Referring expression data

§ §

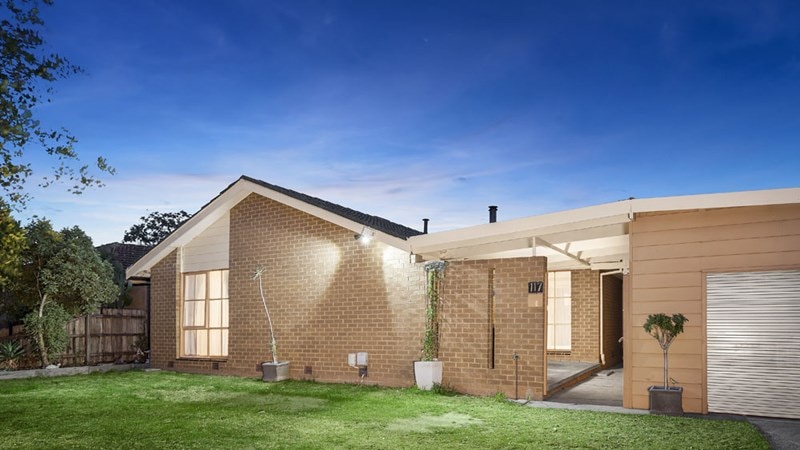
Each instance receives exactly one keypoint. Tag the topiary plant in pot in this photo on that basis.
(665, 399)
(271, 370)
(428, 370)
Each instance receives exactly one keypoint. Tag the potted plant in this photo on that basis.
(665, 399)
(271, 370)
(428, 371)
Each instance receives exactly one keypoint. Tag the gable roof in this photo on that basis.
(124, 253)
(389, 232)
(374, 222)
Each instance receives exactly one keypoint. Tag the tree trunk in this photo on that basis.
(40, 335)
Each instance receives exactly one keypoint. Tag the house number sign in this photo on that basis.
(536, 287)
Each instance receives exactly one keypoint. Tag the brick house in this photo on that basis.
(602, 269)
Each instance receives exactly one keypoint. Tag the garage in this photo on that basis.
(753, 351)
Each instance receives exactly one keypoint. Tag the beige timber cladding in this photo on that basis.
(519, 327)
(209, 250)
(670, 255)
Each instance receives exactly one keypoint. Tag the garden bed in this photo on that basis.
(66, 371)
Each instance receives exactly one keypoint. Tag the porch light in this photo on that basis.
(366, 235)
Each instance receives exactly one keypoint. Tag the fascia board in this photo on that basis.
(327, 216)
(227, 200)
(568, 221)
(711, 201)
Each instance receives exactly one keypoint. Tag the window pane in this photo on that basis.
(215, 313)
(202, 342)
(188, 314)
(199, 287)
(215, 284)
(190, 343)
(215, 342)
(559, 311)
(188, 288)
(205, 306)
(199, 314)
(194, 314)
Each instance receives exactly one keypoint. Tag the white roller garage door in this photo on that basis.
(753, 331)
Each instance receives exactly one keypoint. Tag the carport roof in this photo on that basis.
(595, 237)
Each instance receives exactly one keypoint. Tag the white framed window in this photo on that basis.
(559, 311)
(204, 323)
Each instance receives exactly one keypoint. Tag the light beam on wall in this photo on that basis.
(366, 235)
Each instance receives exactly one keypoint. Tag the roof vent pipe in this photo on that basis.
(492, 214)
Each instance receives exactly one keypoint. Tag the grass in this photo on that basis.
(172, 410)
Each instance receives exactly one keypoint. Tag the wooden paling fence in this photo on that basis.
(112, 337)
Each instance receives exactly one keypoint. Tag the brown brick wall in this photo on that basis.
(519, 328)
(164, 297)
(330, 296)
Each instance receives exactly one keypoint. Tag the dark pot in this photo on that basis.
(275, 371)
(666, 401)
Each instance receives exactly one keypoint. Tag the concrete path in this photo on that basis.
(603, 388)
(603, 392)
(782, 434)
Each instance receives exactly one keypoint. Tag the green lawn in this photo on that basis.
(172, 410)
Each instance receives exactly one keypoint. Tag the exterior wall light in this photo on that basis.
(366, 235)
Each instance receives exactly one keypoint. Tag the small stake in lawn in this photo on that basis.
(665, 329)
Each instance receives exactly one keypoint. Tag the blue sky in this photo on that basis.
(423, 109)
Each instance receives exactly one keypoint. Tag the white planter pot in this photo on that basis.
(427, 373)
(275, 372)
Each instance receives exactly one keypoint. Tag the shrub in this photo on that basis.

§ §

● WHAT TO PRODUCE
Exact copies of the lines from the one containing "planter pot in this photo on that basis." through the final line of the records are all the answer should hold.

● SOLUTION TO THIS EXERCISE
Each instance receives exactly one keypoint. Tag the white planter pot in this photo on that basis.
(427, 373)
(275, 372)
Each instance receives exactly one keypoint. Tag the shrub in this photo on that basis.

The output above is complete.